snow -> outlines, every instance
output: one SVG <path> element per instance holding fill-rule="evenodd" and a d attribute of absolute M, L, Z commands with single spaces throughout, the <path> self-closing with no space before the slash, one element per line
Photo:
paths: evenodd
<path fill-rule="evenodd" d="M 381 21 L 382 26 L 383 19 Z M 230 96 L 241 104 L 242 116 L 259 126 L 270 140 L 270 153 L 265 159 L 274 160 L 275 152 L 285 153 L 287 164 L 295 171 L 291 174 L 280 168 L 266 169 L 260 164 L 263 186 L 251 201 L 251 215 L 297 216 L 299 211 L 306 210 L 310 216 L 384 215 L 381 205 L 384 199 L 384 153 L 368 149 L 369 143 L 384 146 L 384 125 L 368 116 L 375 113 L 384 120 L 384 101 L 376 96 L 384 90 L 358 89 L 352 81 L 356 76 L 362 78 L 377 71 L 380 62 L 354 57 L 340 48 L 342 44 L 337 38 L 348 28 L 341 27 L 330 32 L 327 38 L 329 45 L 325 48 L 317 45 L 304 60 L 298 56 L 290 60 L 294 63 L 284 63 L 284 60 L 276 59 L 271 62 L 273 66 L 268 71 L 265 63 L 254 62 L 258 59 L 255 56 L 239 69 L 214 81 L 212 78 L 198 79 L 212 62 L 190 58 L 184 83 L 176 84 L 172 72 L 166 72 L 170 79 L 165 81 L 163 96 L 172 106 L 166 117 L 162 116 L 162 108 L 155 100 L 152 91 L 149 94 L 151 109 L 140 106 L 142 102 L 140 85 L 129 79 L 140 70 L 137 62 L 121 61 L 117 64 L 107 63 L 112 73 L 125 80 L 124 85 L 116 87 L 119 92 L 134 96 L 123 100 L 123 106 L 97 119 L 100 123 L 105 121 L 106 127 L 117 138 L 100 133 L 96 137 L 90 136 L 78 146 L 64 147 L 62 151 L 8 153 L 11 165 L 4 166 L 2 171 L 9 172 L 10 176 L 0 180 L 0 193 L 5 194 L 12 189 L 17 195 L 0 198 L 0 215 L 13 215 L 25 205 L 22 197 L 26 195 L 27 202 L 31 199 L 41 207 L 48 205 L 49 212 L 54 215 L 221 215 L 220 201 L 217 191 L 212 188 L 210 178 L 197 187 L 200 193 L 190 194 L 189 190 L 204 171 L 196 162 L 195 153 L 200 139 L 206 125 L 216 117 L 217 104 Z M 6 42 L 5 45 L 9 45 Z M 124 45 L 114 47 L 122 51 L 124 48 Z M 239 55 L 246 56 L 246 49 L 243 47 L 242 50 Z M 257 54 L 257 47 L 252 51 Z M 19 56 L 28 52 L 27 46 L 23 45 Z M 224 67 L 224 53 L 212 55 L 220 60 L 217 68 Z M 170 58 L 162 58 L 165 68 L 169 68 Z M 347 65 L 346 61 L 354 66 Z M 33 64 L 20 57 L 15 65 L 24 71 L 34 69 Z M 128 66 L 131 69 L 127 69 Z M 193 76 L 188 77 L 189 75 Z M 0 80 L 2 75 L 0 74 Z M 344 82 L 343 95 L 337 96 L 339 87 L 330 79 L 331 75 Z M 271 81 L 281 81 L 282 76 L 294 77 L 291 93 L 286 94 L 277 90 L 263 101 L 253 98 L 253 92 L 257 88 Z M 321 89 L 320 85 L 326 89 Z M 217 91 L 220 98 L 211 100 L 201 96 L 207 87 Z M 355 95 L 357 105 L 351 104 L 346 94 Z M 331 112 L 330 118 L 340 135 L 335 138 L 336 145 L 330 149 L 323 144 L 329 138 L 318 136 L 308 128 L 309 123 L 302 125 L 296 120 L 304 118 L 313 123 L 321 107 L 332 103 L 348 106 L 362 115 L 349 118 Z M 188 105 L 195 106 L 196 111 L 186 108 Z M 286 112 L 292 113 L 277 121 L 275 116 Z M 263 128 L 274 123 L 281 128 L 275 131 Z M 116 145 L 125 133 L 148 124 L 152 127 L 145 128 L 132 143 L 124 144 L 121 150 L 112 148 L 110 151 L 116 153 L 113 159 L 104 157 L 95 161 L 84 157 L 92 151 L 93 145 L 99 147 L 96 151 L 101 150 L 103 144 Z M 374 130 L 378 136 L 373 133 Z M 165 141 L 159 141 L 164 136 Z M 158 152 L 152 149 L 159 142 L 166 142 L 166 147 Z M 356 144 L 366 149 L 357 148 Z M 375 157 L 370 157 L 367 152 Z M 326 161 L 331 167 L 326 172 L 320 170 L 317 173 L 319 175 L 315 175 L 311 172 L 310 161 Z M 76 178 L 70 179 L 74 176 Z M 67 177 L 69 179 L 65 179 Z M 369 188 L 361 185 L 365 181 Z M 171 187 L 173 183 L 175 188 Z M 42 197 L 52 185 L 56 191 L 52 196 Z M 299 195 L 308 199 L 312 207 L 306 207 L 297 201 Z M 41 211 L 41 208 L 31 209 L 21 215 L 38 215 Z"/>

----------

Copy out each line in the records containing the string "instance".

snow -> outlines, every instance
output: one SVG <path> element per instance holding fill-rule="evenodd" and a d attribute of absolute M, L, Z commands with single spaces throughout, the <path> self-closing with no space before the slash, one element per line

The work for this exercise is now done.